Since the beginning of the coronavirus pandemic, hydroalcoholic gel has become an absolute necessity for everyone. Indeed, rubbing hands with this solution is part of the barrier gestures to fight against covid-19 and other viruses. Before the spread of this new virus, many people were unaware of its existence when it was invented twenty years ago.

The origin of the hydroalcoholic gel

Let's go back in history. It was in 1847 that the first measures were introduced in the medical field thanks to the Viennese obstetrician Ignace Philippe Semmelweis. He demonstrated the need for health personnel to disinfect their hands by, among other things, the use of a calcium hypochlorite solution.

This practice changed when a cardiology intern named Peter Kalmar found that this did not maintain hand sterility. He then sought the help of a chemist named Rolf Steinhagen to make a disinfectant product that had a fast but effective bactericidal action and that lasted without any harmful effects on the hands. Together they succeeded in making a disinfectant solution. The product was launched on the market in June 1965 and was called "Sterillium".

In 1975, a hydroalcoholic solution based on isopropanol and chlorexidine was proposed by William Groffiths. The University Hospitals of Geneva introduced this formula within their establishment in 1979.

Finally, it was in 1995 that this formulation was popularized with the WHO by the Swiss infectious disease physician and epidemiologist Didier Pittet. Since then, hydroalcoholic gel has been used in almost all hospitals worldwide. But it became the "in" product from the time of the coronavirus outbreak.

The uses of hydroalcoholic gel

Sterile base, the hydroalcoholic gel is intended to limit the proliferation of bacteria in humans. Moreover, its use does not dispense with hand washing with soap, which is an effective detergent.

Here are the components of the hydroalcoholic solutions:

Alcohol with rapid action against viruses, bacteria and fungi;

Emollient to keep hands free from harmful effects;

An antiseptic.

Anyone is allowed to use the gel, whether they are an individual or a health professional. Its use is unlimited, anywhere and anytime. But it is during epidemic periods such as these that its use must be promoted and encouraged.

Simple to use, it is enough to respect a few basic criteria: clean, unsoiled and above all dry hands. Moisture reduces the antiseptic effect of alcohol. Next, pour hydroalcoholic gel on the palm of your hand and rub your hands palm to palm, the back of your hands, then between your fingers and thumb. The friction lasts at least 30 seconds until the hands are dry.

There is no limit to the frequency of use before eating or after bowel movements.

Precautions to take before using the hydroalcoholic gel

Although there are no contraindications, these solutions should be used with caution, especially with children. They are fragile, and even a minor incident can cause a problem with their health. It is normal that you want to protect your children from all bacteria and viruses, but it is necessary that your hands are dry before any handling concerning the baby. This is because the solutions are highly dosed in alcohol.

Hydroalcoholic gel is a non-allergenic solution, but can cause problems for people with skin problems such as eczema or psoriasis. Its main component, alcohol, can aggravate the inflammation already present.

Many people tend to think that the hydroalcoholic solution can be used to disinfect a wound. However, it is quite the opposite because it can hurt. When you have a wound on your hands, it's best to choose the traditional solution: washing your hands with soap and water.

Finally, the shelf life of a bottle is one month after opening. Even if you close the cap immediately after each use, the solution inside is no longer sterile. Once the one-month period has passed, discard the bottle.

The advantages of hydroalcoholic gel to fight viruses

The hydroalcoholic gel is very useful when you don't have time to wash your hands with soap and water. The majority of viruses are transmitted through human contact. This is not only skin-to-skin contact, but skin-to-material contact as well.

_DATA SUPPLIED_.
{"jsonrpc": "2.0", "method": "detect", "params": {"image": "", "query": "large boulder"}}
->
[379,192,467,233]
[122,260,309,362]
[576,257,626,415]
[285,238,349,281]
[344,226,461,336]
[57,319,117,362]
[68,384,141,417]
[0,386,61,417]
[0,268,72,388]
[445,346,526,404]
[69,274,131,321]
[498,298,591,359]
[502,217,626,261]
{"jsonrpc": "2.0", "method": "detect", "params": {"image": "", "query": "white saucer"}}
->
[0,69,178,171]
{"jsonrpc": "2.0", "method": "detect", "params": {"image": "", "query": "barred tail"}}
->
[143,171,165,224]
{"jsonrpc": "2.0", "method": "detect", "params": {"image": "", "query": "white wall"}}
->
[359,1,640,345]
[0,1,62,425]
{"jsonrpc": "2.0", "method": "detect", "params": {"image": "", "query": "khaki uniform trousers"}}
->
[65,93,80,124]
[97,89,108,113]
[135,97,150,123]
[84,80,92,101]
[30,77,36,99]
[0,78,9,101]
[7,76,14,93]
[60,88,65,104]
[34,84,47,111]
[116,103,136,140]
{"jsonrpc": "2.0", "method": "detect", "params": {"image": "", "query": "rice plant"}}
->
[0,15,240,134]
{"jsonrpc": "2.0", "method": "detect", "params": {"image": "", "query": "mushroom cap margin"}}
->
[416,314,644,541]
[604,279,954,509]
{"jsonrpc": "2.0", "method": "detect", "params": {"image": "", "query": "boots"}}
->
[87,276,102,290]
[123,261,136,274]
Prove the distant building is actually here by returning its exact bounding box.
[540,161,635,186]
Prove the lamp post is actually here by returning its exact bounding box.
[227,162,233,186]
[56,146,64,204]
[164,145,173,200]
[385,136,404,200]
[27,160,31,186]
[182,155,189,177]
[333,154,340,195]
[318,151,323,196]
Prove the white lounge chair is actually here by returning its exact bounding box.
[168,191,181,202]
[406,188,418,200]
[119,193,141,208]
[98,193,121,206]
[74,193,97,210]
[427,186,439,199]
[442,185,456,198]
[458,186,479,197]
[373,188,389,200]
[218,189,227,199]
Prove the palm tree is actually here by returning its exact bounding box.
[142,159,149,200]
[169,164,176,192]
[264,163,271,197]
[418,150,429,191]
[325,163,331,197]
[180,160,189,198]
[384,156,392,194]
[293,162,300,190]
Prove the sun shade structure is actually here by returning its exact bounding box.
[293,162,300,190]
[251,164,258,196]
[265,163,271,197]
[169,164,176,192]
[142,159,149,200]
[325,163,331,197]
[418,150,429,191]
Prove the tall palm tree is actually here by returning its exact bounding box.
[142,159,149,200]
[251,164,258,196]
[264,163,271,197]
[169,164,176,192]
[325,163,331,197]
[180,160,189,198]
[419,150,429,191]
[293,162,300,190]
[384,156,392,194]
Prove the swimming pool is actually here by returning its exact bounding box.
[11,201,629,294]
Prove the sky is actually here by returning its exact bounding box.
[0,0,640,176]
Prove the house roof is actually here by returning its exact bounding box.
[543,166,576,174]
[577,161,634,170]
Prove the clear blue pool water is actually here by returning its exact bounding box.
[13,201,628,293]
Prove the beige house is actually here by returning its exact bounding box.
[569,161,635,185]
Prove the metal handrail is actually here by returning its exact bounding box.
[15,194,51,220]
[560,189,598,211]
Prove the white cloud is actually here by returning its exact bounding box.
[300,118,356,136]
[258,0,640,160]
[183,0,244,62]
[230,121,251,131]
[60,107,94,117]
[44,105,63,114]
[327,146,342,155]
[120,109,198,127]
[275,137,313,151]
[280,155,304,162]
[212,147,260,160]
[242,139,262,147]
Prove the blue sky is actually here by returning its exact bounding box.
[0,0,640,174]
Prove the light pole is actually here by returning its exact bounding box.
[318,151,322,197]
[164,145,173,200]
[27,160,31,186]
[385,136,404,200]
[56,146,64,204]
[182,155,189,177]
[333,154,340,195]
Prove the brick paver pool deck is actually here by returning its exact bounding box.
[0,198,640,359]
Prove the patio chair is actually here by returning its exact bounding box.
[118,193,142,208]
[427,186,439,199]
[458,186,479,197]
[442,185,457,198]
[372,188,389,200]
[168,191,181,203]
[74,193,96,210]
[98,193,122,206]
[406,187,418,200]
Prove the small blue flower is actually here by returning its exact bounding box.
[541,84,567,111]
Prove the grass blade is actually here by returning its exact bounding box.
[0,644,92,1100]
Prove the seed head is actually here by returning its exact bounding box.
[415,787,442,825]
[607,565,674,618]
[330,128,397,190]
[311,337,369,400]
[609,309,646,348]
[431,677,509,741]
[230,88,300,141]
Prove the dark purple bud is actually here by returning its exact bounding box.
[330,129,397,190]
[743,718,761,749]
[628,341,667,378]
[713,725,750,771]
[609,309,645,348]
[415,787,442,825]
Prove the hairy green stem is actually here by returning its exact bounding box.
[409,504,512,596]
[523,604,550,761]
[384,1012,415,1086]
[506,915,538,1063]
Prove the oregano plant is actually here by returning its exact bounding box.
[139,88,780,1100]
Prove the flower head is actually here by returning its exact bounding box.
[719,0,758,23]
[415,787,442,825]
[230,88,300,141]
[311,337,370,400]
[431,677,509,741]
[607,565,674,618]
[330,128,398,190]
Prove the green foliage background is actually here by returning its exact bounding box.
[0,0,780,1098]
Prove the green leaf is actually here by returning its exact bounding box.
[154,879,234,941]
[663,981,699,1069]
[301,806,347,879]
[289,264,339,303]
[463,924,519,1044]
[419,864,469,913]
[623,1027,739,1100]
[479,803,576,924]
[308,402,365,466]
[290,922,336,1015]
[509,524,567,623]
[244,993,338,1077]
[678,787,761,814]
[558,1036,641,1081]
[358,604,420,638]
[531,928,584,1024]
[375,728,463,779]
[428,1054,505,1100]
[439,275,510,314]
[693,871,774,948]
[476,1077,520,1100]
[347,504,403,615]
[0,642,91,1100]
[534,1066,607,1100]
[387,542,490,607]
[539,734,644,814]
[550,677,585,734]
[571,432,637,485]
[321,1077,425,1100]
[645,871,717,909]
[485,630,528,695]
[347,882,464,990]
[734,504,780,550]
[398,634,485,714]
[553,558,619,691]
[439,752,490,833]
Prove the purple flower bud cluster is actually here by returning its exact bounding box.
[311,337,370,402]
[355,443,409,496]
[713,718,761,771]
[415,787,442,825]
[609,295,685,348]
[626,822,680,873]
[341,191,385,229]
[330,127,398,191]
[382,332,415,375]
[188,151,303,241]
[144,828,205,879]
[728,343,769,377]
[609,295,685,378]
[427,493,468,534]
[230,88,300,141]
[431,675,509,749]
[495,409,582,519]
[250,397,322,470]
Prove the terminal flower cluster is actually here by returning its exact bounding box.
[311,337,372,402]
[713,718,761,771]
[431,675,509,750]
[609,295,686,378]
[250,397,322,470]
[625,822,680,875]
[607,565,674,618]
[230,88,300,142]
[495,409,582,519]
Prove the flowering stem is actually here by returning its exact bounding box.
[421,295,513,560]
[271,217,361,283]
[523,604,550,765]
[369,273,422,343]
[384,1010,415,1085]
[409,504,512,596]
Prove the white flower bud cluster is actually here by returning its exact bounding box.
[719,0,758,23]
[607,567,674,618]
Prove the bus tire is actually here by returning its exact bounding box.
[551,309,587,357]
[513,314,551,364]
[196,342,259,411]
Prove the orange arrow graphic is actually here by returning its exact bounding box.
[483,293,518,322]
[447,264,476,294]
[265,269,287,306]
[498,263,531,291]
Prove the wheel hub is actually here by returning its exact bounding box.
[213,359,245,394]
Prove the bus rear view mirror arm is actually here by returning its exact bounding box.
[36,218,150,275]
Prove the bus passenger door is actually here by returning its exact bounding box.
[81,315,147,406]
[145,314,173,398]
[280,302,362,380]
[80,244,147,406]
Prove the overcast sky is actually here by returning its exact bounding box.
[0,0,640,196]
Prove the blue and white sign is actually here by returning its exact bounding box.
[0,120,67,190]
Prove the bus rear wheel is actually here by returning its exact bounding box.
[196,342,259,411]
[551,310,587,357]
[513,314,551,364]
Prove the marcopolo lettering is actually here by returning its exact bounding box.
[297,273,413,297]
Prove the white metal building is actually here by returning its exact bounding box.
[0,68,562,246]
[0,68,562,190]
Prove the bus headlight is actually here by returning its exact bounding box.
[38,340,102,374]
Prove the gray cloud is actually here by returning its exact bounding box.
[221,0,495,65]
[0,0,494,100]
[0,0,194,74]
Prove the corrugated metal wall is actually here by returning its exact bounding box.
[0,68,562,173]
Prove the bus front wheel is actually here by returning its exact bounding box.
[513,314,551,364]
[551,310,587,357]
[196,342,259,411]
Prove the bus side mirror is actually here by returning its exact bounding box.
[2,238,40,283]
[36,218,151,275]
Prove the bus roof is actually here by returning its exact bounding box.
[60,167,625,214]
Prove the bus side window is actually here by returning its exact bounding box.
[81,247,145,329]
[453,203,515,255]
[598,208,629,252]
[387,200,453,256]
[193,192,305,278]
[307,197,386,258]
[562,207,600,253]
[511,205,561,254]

_PROBLEM_. Translate this sentence from the text on hydroalcoholic gel into Spanish: "The majority of viruses are transmitted through human contact."

_YOUR SOLUTION_. La mayoría de los virus se transmiten por contacto humano.